#### [Material provided]
***

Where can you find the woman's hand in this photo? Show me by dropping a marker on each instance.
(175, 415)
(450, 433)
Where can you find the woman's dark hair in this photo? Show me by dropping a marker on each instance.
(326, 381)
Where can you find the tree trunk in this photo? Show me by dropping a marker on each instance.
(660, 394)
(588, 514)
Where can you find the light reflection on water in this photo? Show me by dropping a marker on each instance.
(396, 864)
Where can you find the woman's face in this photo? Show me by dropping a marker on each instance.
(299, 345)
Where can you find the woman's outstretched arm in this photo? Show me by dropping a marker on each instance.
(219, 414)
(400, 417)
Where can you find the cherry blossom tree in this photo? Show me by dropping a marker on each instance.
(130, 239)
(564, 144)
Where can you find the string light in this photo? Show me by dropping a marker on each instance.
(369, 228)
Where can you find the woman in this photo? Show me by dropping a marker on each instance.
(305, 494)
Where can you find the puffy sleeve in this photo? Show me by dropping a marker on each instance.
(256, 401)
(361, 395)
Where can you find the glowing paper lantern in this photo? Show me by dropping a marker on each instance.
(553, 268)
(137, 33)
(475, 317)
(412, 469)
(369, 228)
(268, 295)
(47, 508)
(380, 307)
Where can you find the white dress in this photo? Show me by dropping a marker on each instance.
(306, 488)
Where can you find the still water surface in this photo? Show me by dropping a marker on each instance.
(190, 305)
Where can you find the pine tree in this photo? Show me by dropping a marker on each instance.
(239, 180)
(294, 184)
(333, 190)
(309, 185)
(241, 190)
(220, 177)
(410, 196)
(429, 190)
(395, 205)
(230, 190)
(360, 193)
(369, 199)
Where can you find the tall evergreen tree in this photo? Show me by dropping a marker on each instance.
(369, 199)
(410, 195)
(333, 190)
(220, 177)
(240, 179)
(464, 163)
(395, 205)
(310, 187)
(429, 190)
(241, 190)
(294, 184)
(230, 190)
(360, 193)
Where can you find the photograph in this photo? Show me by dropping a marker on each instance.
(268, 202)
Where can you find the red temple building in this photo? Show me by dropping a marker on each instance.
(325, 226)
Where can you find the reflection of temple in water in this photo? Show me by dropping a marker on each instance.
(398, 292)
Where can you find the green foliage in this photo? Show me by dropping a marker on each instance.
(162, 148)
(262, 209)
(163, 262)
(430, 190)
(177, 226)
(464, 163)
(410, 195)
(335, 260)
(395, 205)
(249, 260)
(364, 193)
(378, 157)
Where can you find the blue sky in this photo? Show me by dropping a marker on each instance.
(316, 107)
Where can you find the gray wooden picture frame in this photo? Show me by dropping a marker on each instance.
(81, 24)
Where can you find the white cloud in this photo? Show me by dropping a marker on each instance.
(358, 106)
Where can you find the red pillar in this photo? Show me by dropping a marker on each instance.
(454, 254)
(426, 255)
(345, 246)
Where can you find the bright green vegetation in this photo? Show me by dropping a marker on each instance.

***

#### [Stated goal]
Convert every line of the records above into a JSON list of strings, one string per line, leaving out any blank lines.

#### [Task output]
[
  "Where can you find the woman's hand in this photo? Show me by dropping a marker on each instance.",
  "(175, 415)",
  "(450, 433)",
  "Where can you find the woman's dark hair in this photo? Show me by dropping a marker on each instance.",
  "(326, 381)",
  "Where can you find the tree trunk in this photo? Show me by dropping a marker on each instance.",
  "(660, 394)",
  "(588, 514)",
  "Where can you find the light reflection on water in this photo? Show me by dropping a marker on each instance.",
  "(396, 864)",
  "Where can you find the woman's face in this photo? Show me by dropping a marker on each instance.",
  "(299, 345)",
  "Where can you find the woman's outstretched arm in this photo? Show me by dropping a marker on each instance.",
  "(219, 414)",
  "(400, 417)",
  "Where can you find the cherry blossom tree in this photo? Show me by dropping a marker on each instance.",
  "(130, 239)",
  "(564, 144)",
  "Where can you find the string light in this photo? Show me by dropping a marker on each instance.",
  "(369, 228)",
  "Where can you find the woman in this photo? Show me by dropping a marker on each instance.",
  "(305, 494)",
  "Where can you find the puffy sleeve in this photo? Show me by dropping a marker on each instance.",
  "(256, 401)",
  "(361, 395)",
  "Where can you find the glowing paper lantern in this photo? Show me by dropping a marker on each instance.",
  "(553, 268)",
  "(137, 33)",
  "(475, 317)",
  "(412, 469)",
  "(369, 228)",
  "(268, 295)",
  "(47, 508)",
  "(380, 307)",
  "Where can you find the white dress in this photo? Show me by dropping a marker on each instance.",
  "(306, 488)",
  "Where can you find the still water surface in this photo? Show me by dropping a marker on each instance.",
  "(190, 305)",
  "Where can you find the pine tree in this photo? Show me by dropping a marker on each instance.",
  "(239, 180)",
  "(294, 184)",
  "(333, 190)",
  "(309, 185)",
  "(241, 190)",
  "(220, 177)",
  "(410, 196)",
  "(429, 190)",
  "(395, 205)",
  "(230, 190)",
  "(360, 193)",
  "(369, 199)",
  "Where can you find the tall evergreen tree in this photo? Show me by dropping a marker on each instance.",
  "(369, 199)",
  "(410, 195)",
  "(333, 190)",
  "(220, 177)",
  "(240, 179)",
  "(464, 163)",
  "(395, 205)",
  "(310, 187)",
  "(429, 190)",
  "(241, 190)",
  "(294, 184)",
  "(230, 190)",
  "(360, 193)",
  "Where can you find the photograph in this photo? Show me by dropping a marker on each instance.",
  "(268, 202)",
  "Where can you find the red temple building in this photo? Show me by dropping a marker on each instance.",
  "(325, 226)",
  "Where can you find the reflection of temple in water in this photo? Show me by dropping a marker on each instance.",
  "(398, 292)",
  "Where can you find the green foliage in this photo? Show me by dropping a marker on each instance.",
  "(162, 148)",
  "(262, 209)",
  "(163, 262)",
  "(430, 190)",
  "(177, 226)",
  "(464, 163)",
  "(410, 195)",
  "(335, 260)",
  "(395, 205)",
  "(249, 260)",
  "(364, 193)",
  "(378, 157)",
  "Where can you find the blue sky in this photo? Show me by dropping a marker on each instance.",
  "(316, 107)",
  "Where can you find the gray wooden picture frame in this photo? Show me by dropping a marker on each instance.",
  "(81, 24)",
  "Where can you find the white cloud in this photo? Show me by dropping a marker on each instance.",
  "(358, 106)",
  "Where can you find the red pillar in this photo? Show me by dropping a marker on each instance.",
  "(454, 254)",
  "(426, 255)",
  "(345, 246)",
  "Where can you find the bright green vegetation in this photo? Show me by dropping a marker on each instance."
]